OBJECTIVE | Every entry needs to be reproduced exactly.
>> Start RECORD LIST
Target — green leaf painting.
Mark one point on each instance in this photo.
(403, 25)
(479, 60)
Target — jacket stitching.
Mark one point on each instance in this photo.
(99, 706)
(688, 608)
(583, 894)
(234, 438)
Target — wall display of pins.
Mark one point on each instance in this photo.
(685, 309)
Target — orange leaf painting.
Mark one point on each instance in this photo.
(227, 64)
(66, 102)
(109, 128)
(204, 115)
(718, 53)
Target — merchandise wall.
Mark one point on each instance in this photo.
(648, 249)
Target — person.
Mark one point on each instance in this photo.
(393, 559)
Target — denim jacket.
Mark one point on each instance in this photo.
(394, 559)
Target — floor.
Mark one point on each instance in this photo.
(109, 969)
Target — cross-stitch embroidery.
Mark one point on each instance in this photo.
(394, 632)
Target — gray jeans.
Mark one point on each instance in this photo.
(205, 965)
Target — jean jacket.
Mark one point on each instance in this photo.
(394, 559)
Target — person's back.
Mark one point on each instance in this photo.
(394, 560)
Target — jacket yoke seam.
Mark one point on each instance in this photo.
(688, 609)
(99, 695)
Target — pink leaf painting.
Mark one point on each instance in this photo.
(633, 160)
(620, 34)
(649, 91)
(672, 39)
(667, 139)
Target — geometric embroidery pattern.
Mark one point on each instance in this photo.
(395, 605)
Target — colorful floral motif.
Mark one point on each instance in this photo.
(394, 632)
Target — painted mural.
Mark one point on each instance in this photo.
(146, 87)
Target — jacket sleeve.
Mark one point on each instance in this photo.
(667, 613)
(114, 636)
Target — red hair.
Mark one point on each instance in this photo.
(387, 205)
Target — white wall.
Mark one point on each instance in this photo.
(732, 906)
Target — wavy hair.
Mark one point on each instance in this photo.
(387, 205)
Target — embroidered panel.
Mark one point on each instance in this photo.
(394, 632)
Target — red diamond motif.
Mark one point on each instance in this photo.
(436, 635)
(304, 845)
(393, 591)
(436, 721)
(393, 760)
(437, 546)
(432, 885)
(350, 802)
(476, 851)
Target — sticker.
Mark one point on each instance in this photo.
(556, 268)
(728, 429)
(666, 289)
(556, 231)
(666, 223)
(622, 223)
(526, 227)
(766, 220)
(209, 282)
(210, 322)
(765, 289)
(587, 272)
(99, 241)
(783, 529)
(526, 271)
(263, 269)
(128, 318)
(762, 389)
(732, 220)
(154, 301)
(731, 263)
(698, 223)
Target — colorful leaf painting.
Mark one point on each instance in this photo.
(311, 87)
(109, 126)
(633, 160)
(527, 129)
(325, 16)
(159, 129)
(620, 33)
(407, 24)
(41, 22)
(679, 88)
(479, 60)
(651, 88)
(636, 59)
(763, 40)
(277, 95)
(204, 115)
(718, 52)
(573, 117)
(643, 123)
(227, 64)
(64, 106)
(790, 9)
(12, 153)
>> End RECORD LIST
OUTPUT FOR THIS TASK |
Target — green leaf painting.
Mark one point on each instance in this photo.
(403, 25)
(479, 60)
Target — jacket stitching.
Mark one point on each instance in this photo.
(99, 706)
(688, 608)
(583, 894)
(234, 438)
Target — wall display of pins.
Mark one point on each instance in this photo.
(685, 309)
Target — orange leaf painting.
Mark one point on each instance in this photo.
(227, 64)
(66, 102)
(109, 128)
(204, 115)
(718, 53)
Target — merchandise wall.
Mark one point on each instance in this photo.
(648, 249)
Target — person.
Mark one point on each instance in this photo.
(393, 559)
Target — denim jacket.
Mark one point on each instance in this photo.
(394, 559)
Target — floor.
Mark one point on each instance in this photo.
(109, 969)
Target — cross-stitch embroidery.
Mark one point on each instance in this photo.
(394, 632)
Target — gray jeans.
Mark one point on each instance in this photo.
(205, 965)
Target — jean jacket.
Mark one point on each instance in this photo.
(394, 559)
Target — person's back.
Mark one point on each instance in this photo.
(394, 560)
Target — jacket yoke seam.
Mark one point on each instance in this photo.
(688, 609)
(99, 695)
Target — pink leaf painting.
Mark one point on each instance in this photo.
(633, 160)
(620, 34)
(649, 91)
(672, 39)
(667, 139)
Target — geometric embroidery pattern.
Mark one point on each instance in this photo.
(395, 605)
Target — colorful floral motif.
Mark one point on each instance in this photo.
(394, 632)
Target — painted mural.
Mark one point on each instance in this photo.
(146, 87)
Target — jacket sleeve.
Mark one point on each instance in this photo.
(667, 613)
(114, 636)
Target — red hair.
Mark one point on each instance in this photo.
(387, 205)
Target — white wall.
Mark one point on each instance in this photo.
(732, 906)
Target — wavy hair.
Mark one point on each instance in this photo.
(387, 205)
Target — embroidered panel.
Mark one point on each instance in this photo.
(394, 632)
Target — red diamond motif.
Mark one point on each instance in this photo.
(436, 635)
(304, 845)
(393, 591)
(436, 721)
(393, 760)
(437, 546)
(432, 885)
(350, 802)
(476, 851)
Target — sticker.
Mark one point on each instance in this photo.
(556, 268)
(728, 429)
(666, 289)
(556, 231)
(666, 223)
(622, 223)
(526, 227)
(766, 220)
(209, 282)
(210, 322)
(765, 289)
(587, 272)
(99, 241)
(783, 529)
(526, 271)
(263, 269)
(128, 318)
(762, 389)
(732, 220)
(154, 301)
(731, 263)
(698, 223)
Target — colorful leaf painting.
Mark one point on each instance in this photo.
(311, 87)
(109, 126)
(633, 160)
(527, 129)
(325, 16)
(159, 129)
(620, 33)
(407, 24)
(41, 22)
(679, 88)
(479, 60)
(651, 88)
(636, 59)
(763, 40)
(277, 95)
(204, 115)
(718, 52)
(573, 117)
(643, 123)
(227, 64)
(64, 106)
(790, 9)
(12, 153)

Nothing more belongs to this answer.